Task prompt >>
Locate each line in the records below that contains the word "table", and copy every such line.

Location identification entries
****************************************

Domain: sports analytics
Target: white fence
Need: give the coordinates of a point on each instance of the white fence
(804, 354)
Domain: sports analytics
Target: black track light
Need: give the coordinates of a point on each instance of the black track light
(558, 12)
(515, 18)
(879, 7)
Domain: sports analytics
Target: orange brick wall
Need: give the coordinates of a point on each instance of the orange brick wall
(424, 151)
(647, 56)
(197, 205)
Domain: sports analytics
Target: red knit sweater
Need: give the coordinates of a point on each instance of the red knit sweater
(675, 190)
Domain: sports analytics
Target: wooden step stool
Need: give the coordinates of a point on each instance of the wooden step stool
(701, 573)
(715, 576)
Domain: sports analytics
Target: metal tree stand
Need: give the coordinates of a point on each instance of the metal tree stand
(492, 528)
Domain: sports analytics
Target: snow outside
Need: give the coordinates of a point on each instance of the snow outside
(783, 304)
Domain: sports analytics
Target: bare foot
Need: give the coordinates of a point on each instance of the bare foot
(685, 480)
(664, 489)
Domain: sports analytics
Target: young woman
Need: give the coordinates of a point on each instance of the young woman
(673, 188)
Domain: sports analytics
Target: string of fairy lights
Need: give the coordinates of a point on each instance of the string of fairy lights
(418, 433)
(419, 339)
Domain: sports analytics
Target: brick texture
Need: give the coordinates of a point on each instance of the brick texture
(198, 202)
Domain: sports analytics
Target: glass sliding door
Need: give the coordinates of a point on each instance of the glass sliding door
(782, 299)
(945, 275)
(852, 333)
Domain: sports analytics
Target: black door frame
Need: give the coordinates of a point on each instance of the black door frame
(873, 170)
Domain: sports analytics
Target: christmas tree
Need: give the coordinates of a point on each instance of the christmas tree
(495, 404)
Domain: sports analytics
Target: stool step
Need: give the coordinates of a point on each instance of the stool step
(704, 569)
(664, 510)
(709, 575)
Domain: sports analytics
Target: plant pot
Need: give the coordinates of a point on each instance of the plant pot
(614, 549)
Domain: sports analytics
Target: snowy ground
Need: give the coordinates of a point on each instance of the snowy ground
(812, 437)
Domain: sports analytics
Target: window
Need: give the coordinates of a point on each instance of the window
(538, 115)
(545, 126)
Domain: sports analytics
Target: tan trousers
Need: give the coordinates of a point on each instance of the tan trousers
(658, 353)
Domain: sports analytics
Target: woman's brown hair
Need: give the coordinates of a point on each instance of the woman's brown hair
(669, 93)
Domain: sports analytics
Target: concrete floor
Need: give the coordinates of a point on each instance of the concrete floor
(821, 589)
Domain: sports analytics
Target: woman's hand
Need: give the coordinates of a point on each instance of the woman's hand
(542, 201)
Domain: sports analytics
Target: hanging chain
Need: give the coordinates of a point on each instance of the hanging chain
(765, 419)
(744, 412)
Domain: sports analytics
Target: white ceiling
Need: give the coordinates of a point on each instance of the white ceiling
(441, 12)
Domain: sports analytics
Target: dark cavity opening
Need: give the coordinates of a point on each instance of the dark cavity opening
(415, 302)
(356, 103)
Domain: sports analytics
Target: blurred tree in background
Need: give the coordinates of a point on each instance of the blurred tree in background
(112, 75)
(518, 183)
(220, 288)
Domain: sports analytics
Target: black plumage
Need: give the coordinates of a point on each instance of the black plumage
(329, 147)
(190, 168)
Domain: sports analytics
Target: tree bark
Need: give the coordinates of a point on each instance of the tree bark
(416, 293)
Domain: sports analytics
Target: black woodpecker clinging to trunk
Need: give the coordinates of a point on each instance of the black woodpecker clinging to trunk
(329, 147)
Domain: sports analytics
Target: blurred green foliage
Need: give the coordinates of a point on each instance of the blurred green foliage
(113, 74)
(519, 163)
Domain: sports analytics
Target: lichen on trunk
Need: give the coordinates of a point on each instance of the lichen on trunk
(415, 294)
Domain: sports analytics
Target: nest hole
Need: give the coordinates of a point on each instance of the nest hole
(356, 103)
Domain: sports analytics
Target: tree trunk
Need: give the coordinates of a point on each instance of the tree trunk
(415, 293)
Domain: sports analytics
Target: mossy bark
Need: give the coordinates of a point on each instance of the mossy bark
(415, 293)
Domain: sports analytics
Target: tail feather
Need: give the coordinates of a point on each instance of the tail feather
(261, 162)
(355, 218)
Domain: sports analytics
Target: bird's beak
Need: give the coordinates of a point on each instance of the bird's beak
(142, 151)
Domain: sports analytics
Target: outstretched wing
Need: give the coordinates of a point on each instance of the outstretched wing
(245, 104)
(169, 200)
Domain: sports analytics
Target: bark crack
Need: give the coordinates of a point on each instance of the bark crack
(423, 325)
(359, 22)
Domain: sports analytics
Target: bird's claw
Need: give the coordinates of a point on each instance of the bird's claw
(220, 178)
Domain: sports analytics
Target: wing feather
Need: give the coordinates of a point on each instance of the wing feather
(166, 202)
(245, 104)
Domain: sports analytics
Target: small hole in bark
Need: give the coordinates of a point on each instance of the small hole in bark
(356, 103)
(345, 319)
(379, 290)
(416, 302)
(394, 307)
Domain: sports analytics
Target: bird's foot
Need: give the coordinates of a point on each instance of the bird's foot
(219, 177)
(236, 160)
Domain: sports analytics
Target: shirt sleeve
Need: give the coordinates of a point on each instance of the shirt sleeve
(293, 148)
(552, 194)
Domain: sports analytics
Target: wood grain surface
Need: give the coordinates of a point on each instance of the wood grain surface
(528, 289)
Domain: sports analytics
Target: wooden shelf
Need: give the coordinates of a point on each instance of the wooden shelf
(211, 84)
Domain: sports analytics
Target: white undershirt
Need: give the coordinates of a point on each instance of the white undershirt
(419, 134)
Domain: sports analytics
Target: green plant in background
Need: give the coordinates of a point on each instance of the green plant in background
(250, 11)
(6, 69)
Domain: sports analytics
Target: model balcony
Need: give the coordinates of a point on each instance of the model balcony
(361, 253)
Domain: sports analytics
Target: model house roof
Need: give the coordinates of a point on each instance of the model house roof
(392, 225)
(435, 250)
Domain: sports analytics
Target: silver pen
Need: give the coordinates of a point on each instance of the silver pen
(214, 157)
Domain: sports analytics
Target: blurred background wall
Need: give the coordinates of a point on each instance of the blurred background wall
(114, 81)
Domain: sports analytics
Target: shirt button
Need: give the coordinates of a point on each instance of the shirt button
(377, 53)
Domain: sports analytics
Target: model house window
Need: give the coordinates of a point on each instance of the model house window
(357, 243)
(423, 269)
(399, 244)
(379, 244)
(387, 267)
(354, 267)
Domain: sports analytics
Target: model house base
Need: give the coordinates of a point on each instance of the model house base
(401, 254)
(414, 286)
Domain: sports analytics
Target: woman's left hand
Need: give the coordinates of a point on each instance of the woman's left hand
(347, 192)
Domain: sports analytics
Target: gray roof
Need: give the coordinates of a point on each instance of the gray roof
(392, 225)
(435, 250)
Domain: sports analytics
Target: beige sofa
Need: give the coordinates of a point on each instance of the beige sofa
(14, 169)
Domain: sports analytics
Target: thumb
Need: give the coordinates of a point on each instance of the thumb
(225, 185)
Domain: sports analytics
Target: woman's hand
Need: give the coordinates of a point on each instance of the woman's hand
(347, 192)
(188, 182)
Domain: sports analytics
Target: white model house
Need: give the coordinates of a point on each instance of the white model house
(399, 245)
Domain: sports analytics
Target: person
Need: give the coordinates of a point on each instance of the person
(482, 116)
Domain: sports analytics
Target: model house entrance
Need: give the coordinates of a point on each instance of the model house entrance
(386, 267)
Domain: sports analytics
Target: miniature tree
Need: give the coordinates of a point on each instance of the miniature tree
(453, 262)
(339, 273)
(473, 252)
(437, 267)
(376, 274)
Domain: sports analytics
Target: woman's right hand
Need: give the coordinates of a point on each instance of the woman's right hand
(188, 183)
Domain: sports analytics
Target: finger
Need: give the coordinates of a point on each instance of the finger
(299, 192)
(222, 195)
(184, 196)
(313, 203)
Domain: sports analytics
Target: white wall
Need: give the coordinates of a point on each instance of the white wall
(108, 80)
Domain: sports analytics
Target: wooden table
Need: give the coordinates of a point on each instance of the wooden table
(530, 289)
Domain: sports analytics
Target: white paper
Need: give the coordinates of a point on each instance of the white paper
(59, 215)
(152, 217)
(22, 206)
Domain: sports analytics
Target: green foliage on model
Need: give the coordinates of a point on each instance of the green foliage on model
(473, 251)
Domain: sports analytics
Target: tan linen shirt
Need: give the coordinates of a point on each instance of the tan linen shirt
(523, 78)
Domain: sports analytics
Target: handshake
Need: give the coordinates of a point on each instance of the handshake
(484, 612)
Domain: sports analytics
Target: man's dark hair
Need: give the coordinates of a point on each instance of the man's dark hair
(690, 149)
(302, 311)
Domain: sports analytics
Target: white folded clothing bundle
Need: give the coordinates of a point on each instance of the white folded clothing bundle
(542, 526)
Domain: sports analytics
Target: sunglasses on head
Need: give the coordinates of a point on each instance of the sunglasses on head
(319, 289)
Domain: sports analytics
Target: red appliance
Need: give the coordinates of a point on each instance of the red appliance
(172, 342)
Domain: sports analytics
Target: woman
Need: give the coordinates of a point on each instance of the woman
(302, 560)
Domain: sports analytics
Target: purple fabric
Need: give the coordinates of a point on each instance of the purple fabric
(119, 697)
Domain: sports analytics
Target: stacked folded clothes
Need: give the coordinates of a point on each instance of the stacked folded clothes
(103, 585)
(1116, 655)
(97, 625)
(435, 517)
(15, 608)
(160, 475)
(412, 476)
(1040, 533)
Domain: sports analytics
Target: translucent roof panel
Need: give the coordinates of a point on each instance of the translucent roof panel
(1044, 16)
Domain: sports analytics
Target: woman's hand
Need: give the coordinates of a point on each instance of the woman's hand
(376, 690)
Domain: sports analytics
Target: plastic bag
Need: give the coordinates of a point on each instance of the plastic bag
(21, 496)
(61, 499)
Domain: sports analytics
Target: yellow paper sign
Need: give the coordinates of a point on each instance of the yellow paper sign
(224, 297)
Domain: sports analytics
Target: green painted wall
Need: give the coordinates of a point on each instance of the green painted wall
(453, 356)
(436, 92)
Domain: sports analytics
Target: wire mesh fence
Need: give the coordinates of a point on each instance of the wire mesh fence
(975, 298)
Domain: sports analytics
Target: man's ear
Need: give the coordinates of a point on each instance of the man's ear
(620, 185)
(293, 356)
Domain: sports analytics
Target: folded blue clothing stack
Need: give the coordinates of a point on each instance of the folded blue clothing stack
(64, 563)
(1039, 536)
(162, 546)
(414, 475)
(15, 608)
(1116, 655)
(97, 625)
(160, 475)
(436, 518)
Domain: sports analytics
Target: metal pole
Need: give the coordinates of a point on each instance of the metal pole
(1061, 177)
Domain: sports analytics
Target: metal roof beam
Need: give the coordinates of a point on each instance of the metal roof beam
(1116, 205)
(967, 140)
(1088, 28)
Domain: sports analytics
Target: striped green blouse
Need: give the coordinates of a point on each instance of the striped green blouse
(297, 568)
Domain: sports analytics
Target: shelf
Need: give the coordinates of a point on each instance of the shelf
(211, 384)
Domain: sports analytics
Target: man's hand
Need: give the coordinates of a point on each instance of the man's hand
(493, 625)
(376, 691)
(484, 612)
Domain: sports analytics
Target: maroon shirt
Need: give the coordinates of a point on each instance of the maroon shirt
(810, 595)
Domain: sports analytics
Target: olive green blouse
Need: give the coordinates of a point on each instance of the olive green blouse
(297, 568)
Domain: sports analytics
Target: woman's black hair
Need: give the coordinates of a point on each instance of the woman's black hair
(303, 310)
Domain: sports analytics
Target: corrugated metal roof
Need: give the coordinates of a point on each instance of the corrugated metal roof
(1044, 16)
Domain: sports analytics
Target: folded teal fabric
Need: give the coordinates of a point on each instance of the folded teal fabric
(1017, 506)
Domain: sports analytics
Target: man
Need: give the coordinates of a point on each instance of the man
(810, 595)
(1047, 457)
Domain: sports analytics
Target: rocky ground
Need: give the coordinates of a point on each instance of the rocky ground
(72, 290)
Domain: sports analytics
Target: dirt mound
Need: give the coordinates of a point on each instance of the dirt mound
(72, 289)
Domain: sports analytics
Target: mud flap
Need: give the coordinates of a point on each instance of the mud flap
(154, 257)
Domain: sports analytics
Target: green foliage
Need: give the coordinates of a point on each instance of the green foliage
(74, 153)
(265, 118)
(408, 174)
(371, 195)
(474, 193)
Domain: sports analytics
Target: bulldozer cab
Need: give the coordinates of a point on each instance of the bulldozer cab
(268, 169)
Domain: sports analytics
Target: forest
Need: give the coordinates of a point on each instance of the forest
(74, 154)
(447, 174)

****************************************

Output of the task >>
Target: wooden table
Need: give the coordinates of a point on each instance of the wooden table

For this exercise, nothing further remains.